• **Requirements**:
Rewrite the entries below, starting at the first one and ending at the line that contains "[(401, 70)]", keeping the requests and shifting every x and y coordinate in the answers by -114. Leave the pictures out.

======

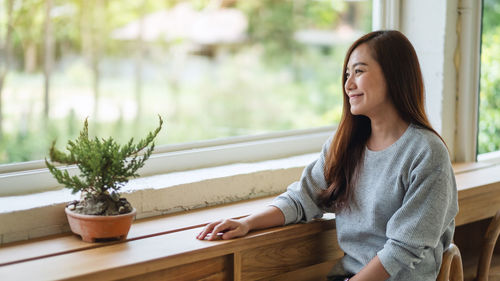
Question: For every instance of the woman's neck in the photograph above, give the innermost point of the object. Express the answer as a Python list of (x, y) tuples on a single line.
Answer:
[(385, 132)]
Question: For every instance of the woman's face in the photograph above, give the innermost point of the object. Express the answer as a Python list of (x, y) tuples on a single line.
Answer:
[(365, 85)]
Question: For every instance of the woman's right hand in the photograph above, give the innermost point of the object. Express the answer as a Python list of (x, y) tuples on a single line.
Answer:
[(225, 229)]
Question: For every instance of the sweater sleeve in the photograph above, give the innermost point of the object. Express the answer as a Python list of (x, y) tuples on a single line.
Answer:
[(299, 202), (428, 209)]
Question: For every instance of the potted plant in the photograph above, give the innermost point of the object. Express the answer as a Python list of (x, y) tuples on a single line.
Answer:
[(104, 167)]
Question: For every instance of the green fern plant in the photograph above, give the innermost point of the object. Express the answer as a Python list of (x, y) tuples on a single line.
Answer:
[(105, 166)]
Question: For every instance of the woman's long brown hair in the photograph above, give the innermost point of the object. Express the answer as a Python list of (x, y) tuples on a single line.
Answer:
[(401, 70)]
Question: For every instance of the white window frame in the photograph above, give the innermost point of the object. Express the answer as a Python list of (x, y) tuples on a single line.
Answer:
[(33, 176), (467, 108)]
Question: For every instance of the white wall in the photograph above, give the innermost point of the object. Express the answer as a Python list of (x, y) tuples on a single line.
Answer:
[(431, 27)]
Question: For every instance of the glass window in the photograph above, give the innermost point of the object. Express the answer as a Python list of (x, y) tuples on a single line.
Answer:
[(489, 109), (211, 68)]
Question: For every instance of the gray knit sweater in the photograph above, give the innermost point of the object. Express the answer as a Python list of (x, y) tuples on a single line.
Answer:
[(403, 210)]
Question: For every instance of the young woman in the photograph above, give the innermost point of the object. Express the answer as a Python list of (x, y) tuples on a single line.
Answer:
[(386, 173)]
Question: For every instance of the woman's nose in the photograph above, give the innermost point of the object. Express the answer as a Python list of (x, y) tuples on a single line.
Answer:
[(349, 84)]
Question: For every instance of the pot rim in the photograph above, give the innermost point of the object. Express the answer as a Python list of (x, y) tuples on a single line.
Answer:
[(99, 217)]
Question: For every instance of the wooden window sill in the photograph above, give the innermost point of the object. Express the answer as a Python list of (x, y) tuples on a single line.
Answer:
[(159, 246)]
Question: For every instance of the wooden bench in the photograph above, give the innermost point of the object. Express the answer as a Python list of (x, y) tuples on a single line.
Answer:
[(165, 248)]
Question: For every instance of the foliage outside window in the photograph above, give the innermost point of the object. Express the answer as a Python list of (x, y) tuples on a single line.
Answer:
[(489, 109), (212, 68)]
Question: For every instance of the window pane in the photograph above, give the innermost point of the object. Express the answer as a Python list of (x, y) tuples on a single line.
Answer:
[(212, 69), (489, 110)]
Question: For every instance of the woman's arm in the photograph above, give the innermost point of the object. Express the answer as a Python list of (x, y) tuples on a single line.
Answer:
[(373, 271), (269, 217)]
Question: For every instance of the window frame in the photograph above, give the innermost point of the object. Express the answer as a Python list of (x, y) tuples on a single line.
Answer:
[(33, 176)]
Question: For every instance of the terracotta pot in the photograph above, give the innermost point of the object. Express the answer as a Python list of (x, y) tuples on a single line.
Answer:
[(91, 227)]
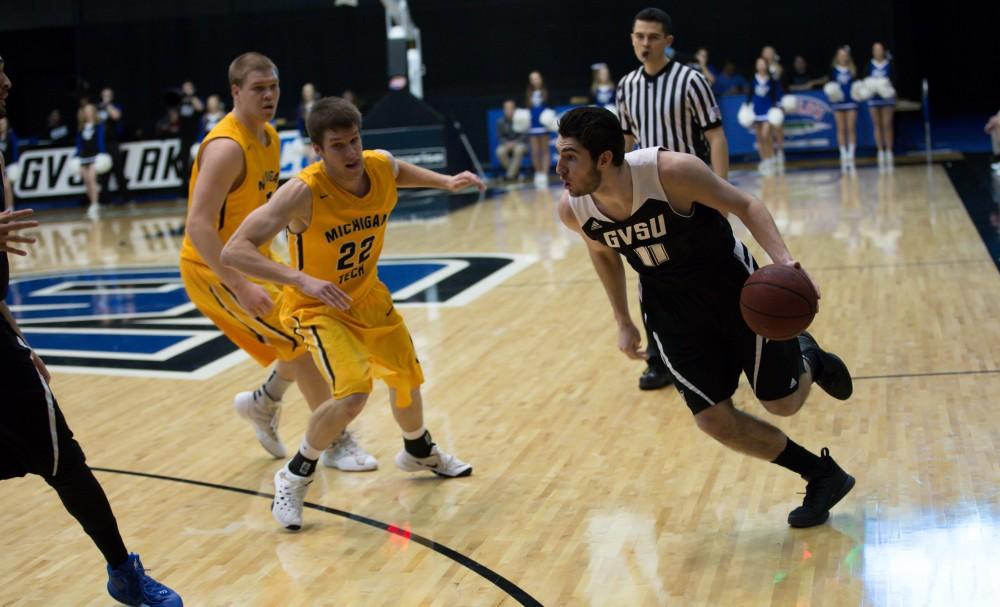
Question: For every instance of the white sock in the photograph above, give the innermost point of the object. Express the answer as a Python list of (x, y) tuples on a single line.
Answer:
[(419, 432), (308, 451), (275, 386)]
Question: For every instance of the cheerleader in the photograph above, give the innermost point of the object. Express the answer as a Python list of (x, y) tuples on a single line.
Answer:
[(536, 98), (8, 150), (882, 105), (845, 109), (90, 143), (602, 88), (764, 95)]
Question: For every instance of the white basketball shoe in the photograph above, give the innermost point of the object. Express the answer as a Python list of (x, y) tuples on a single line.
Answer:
[(263, 414), (289, 496), (438, 462), (347, 455)]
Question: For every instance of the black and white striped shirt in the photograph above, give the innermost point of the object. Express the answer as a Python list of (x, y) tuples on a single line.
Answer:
[(672, 109)]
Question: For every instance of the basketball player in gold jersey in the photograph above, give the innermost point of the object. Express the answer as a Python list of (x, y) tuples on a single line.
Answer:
[(336, 211), (236, 171)]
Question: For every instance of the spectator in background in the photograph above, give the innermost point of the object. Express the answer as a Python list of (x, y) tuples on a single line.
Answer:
[(536, 97), (215, 111), (169, 125), (602, 87), (993, 128), (110, 115), (777, 72), (8, 149), (800, 80), (56, 130), (845, 111), (309, 97), (190, 110), (511, 148), (730, 82), (766, 94), (701, 64), (90, 141)]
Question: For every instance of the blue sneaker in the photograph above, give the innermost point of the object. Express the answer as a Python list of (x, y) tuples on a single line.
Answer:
[(129, 584)]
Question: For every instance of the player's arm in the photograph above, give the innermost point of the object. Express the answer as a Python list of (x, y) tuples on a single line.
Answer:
[(221, 169), (685, 178), (291, 202), (719, 146), (9, 222), (411, 176), (611, 271)]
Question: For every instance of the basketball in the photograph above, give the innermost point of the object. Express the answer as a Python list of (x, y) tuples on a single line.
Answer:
[(778, 302)]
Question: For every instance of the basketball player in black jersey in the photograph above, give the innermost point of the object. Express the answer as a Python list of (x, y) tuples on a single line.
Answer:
[(665, 212), (35, 439)]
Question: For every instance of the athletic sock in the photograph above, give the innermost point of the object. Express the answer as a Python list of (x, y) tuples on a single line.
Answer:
[(304, 462), (798, 459), (418, 443), (275, 386)]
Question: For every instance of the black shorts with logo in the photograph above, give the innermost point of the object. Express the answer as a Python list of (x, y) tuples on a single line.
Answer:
[(700, 333), (34, 437)]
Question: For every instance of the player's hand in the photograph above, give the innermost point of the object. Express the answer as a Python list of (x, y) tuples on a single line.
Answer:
[(40, 366), (629, 341), (464, 180), (799, 267), (324, 291), (10, 223), (253, 298)]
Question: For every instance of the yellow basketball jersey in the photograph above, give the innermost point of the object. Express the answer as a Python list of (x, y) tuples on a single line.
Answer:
[(344, 239), (263, 164)]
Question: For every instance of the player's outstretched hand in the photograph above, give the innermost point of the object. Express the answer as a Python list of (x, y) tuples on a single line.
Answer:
[(326, 292), (465, 179), (253, 298), (10, 223), (40, 367), (629, 341), (799, 267)]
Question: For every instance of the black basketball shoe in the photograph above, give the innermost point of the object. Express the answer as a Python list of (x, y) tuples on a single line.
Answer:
[(831, 373), (655, 376), (822, 493)]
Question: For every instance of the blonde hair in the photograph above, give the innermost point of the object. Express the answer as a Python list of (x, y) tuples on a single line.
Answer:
[(249, 62), (850, 60)]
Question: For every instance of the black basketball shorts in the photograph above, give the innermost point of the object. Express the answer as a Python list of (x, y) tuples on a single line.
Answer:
[(34, 437), (700, 333)]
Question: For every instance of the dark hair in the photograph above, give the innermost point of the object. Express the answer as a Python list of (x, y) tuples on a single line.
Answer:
[(331, 114), (658, 16), (597, 130)]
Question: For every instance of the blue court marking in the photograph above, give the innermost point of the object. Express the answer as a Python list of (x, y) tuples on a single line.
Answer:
[(398, 276), (106, 342)]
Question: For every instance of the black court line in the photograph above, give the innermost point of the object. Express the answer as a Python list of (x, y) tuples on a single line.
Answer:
[(928, 374), (495, 578)]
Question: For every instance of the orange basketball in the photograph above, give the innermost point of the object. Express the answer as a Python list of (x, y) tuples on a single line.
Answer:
[(778, 302)]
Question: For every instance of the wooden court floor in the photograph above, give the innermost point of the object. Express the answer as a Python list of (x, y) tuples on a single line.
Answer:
[(586, 491)]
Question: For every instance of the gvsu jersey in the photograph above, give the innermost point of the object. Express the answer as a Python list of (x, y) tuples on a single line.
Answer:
[(666, 248)]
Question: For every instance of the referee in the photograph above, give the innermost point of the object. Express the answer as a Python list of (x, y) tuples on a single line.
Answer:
[(667, 104)]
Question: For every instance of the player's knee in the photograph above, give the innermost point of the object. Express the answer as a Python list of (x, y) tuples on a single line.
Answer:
[(353, 404), (784, 407), (717, 421)]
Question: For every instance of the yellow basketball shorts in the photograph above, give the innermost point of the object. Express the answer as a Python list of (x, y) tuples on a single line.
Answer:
[(262, 337), (368, 340)]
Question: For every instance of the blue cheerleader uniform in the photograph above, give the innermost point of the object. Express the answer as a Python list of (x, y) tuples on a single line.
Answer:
[(537, 107), (880, 69), (844, 79), (765, 95)]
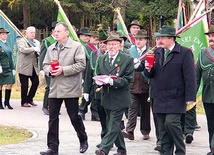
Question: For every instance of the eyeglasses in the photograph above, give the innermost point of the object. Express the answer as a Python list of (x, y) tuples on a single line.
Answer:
[(112, 44)]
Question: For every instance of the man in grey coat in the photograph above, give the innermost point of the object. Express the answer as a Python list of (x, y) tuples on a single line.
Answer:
[(27, 66), (66, 85)]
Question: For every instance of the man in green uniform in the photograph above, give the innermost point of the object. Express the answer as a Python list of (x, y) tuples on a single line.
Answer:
[(205, 71), (7, 70), (45, 44), (91, 46), (115, 93)]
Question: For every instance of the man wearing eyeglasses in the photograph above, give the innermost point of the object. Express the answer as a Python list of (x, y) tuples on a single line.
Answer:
[(115, 93)]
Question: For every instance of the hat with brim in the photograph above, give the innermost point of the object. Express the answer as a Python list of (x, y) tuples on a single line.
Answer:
[(122, 35), (211, 30), (141, 34), (112, 37), (134, 22), (53, 24), (84, 31), (3, 30), (166, 31), (102, 35)]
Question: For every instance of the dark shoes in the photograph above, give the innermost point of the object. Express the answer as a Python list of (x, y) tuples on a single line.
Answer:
[(49, 152), (146, 137), (99, 152), (46, 111), (189, 138), (120, 153), (32, 103), (157, 148), (128, 135), (83, 146), (82, 115), (25, 105), (94, 118)]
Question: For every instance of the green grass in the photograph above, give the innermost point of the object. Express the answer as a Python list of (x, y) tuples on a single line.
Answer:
[(10, 135)]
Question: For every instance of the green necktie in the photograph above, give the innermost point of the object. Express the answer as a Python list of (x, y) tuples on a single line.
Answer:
[(166, 54)]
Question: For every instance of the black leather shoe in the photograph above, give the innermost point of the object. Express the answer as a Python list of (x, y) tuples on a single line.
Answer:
[(157, 148), (99, 152), (49, 152), (46, 111), (189, 138), (83, 146), (128, 135), (95, 119)]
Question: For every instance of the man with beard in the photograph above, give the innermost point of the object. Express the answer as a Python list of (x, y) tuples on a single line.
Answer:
[(174, 88), (205, 71)]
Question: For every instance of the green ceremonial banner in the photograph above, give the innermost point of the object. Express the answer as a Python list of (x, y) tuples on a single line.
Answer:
[(195, 39), (11, 38), (63, 18)]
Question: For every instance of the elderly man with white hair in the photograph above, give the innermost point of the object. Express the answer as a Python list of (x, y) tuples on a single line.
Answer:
[(29, 49)]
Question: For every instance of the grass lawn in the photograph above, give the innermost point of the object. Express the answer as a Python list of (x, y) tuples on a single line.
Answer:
[(10, 135)]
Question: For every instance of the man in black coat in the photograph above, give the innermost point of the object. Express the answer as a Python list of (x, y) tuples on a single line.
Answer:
[(174, 87)]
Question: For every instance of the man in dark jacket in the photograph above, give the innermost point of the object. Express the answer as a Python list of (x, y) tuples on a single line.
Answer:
[(174, 88)]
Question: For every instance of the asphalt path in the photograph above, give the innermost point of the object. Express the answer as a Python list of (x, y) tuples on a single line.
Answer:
[(36, 121)]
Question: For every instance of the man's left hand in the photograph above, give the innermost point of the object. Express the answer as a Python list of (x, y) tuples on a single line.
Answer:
[(58, 71)]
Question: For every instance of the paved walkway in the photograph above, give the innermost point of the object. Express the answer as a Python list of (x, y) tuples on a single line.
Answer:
[(33, 119)]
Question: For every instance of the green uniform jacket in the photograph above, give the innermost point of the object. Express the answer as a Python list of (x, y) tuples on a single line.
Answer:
[(117, 96), (6, 77), (205, 70)]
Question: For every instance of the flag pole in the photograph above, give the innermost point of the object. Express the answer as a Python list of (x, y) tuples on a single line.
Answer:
[(178, 15), (70, 27), (14, 27), (193, 21), (117, 10)]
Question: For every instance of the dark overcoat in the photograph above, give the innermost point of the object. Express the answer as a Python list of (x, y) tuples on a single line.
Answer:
[(174, 80)]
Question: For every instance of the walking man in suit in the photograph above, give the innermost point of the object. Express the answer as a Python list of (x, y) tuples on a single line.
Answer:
[(174, 88)]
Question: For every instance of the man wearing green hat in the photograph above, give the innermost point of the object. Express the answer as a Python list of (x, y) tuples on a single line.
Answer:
[(7, 69), (139, 91), (43, 50), (205, 71), (89, 84), (174, 88), (115, 93)]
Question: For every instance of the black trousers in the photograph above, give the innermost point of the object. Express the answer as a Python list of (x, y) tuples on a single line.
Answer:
[(209, 111), (188, 121), (72, 110), (136, 100), (26, 96), (170, 131)]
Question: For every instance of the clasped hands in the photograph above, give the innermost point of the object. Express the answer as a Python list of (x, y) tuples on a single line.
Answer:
[(108, 80)]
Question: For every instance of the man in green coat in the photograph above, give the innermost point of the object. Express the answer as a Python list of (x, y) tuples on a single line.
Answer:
[(205, 71), (115, 93), (43, 50)]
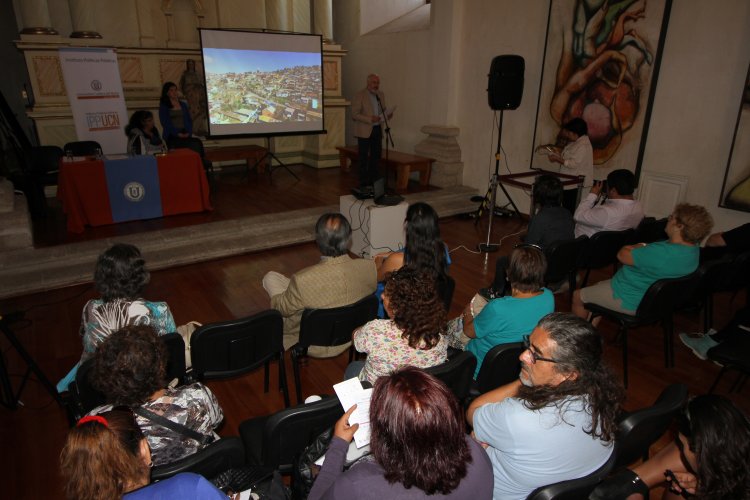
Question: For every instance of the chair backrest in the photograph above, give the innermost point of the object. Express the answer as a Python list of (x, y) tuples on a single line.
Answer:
[(562, 258), (289, 431), (641, 428), (176, 352), (457, 373), (665, 295), (209, 462), (231, 348), (601, 249), (500, 366), (82, 148), (86, 396), (651, 230), (334, 326), (575, 489)]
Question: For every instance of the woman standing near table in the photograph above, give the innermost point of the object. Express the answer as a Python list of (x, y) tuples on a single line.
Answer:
[(174, 115)]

======

• **Response**:
Question: For every instance of the woman's neck in the photograph above, give the innermost point of the object. Express the answer as a Python list of (x, y) tuples on a single line.
Answer:
[(271, 18)]
Question: For every instance of the woman's face in the photograph above, give the innermost point of the object. Express the answer as a Python list of (x, y) tuples on a single line.
Answer:
[(251, -29)]
Question: For every instance of the woman's right hand in the photograph above, give the innermost point of the object. Express the answer as a Python list of (x, y) tuples on a single line.
Answer:
[(111, 115)]
Question: For every instance of the sweater sleeve in the photograph above, give the innermost point of the object. Express the answer as a Python list of (x, y) tuples on a single line.
Answer:
[(185, 88), (314, 95)]
Question: For every instance of the potted plant in the photograph above, give the innermost point of the object. Express the answer as a Python list of (x, y) tuples on a single line.
Answer:
[(-10, 53)]
Question: For every instance of the green fern plant in the photograph above, give the innermost point of the object. Express the answer as a Python list of (x, y) tuples on a single line.
Answer:
[(-9, 52)]
Question: For every instance of the woman's long brown hair in the photograph above, give the innermost point of the object. Express the answer as a Python list of (x, y) tuples on a single line.
Answer:
[(287, -44)]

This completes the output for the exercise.